Work required
Copy out each line of the rows below that contains the string "tire".

-- Begin Excerpted records --

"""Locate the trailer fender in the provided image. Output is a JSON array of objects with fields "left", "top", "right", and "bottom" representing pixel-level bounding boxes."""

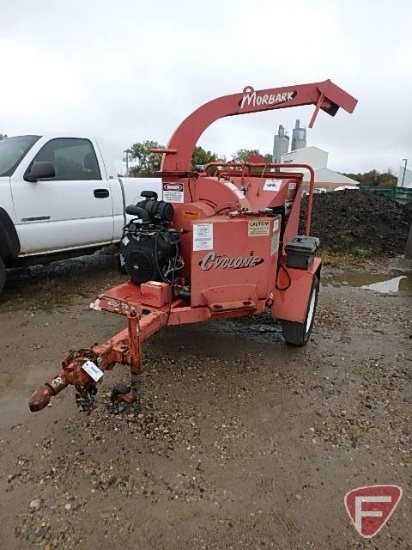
[
  {"left": 271, "top": 258, "right": 321, "bottom": 323},
  {"left": 0, "top": 206, "right": 20, "bottom": 259}
]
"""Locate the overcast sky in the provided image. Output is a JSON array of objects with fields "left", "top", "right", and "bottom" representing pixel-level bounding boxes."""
[{"left": 0, "top": 0, "right": 412, "bottom": 174}]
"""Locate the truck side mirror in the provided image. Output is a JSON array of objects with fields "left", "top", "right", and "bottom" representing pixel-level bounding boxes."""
[{"left": 24, "top": 161, "right": 56, "bottom": 182}]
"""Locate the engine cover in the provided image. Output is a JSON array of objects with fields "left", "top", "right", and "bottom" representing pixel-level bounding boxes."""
[{"left": 120, "top": 229, "right": 180, "bottom": 284}]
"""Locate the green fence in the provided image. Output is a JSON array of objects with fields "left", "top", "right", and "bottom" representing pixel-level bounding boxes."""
[{"left": 361, "top": 187, "right": 412, "bottom": 204}]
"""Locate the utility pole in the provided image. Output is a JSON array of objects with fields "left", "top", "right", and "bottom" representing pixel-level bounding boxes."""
[
  {"left": 123, "top": 149, "right": 132, "bottom": 177},
  {"left": 401, "top": 159, "right": 408, "bottom": 187}
]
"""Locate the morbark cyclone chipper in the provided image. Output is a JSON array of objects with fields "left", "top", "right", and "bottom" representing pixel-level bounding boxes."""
[{"left": 29, "top": 80, "right": 357, "bottom": 412}]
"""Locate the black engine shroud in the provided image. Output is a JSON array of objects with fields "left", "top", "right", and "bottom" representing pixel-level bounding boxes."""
[{"left": 120, "top": 191, "right": 183, "bottom": 284}]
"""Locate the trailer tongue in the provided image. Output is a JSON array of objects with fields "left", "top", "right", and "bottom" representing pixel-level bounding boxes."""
[{"left": 29, "top": 80, "right": 357, "bottom": 413}]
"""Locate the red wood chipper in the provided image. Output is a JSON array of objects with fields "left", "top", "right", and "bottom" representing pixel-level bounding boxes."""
[{"left": 29, "top": 80, "right": 357, "bottom": 412}]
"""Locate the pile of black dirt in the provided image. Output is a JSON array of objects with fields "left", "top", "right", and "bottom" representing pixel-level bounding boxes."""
[{"left": 300, "top": 190, "right": 412, "bottom": 256}]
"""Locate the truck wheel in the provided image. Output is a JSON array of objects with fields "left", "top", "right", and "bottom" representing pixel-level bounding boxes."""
[
  {"left": 0, "top": 258, "right": 6, "bottom": 294},
  {"left": 282, "top": 275, "right": 319, "bottom": 346}
]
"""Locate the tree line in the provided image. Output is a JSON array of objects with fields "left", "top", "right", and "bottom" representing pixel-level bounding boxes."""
[
  {"left": 128, "top": 140, "right": 272, "bottom": 177},
  {"left": 0, "top": 134, "right": 397, "bottom": 188},
  {"left": 129, "top": 140, "right": 397, "bottom": 187}
]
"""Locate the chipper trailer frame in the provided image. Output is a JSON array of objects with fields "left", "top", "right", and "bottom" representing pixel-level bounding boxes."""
[{"left": 29, "top": 80, "right": 357, "bottom": 412}]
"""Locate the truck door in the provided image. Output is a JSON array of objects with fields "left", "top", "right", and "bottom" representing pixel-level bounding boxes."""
[{"left": 11, "top": 138, "right": 113, "bottom": 254}]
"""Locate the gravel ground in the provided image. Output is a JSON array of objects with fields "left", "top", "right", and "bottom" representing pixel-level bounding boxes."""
[{"left": 0, "top": 257, "right": 412, "bottom": 550}]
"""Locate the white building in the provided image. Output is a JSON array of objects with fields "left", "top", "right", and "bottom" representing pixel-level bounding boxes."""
[{"left": 281, "top": 146, "right": 359, "bottom": 191}]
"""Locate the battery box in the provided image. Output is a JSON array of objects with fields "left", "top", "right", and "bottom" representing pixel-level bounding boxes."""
[{"left": 285, "top": 235, "right": 319, "bottom": 269}]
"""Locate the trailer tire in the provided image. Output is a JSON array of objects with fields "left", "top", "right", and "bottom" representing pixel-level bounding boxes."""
[
  {"left": 282, "top": 275, "right": 319, "bottom": 346},
  {"left": 0, "top": 257, "right": 6, "bottom": 294}
]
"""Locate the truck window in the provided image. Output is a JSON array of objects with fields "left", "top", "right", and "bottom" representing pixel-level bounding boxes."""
[
  {"left": 33, "top": 138, "right": 102, "bottom": 180},
  {"left": 0, "top": 136, "right": 40, "bottom": 177}
]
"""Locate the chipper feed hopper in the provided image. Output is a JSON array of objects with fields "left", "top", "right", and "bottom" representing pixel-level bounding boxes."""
[{"left": 29, "top": 80, "right": 357, "bottom": 412}]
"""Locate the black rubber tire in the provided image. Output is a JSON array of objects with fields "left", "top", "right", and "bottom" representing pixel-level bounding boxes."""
[
  {"left": 282, "top": 275, "right": 319, "bottom": 346},
  {"left": 0, "top": 258, "right": 6, "bottom": 294}
]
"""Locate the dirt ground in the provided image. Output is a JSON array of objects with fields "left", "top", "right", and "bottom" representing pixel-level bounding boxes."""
[{"left": 0, "top": 256, "right": 412, "bottom": 550}]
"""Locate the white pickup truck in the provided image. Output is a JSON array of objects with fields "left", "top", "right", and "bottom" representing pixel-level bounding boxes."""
[{"left": 0, "top": 135, "right": 161, "bottom": 293}]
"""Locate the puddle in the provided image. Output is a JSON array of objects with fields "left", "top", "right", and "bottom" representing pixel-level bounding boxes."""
[{"left": 322, "top": 271, "right": 412, "bottom": 294}]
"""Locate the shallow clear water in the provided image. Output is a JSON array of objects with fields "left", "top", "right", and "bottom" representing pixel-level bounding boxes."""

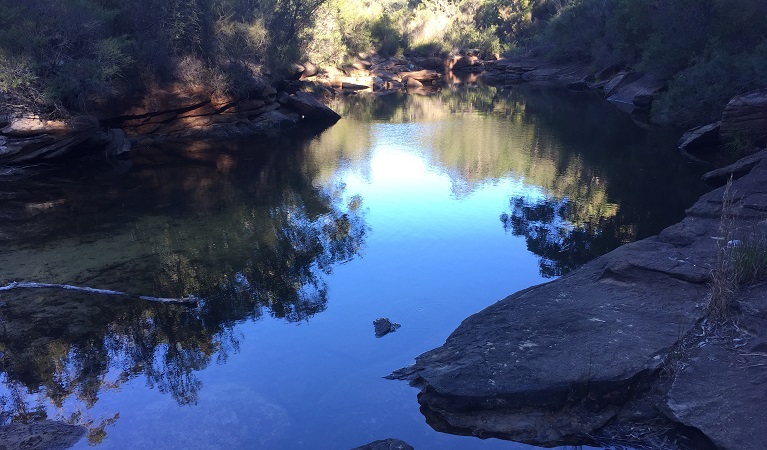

-- End Excerpted records --

Response for this exercise
"""Locate the trailer tire in the provided image. Output is a JSON array of objects with fields "left", "top", "right", and "bottom" representing pixel-level bounding boxes."""
"""Locate the black rubber tire in the provided image. Output is a JSON array of objects with fields "left", "top", "right", and "bottom" representing pixel-level bounding boxes."""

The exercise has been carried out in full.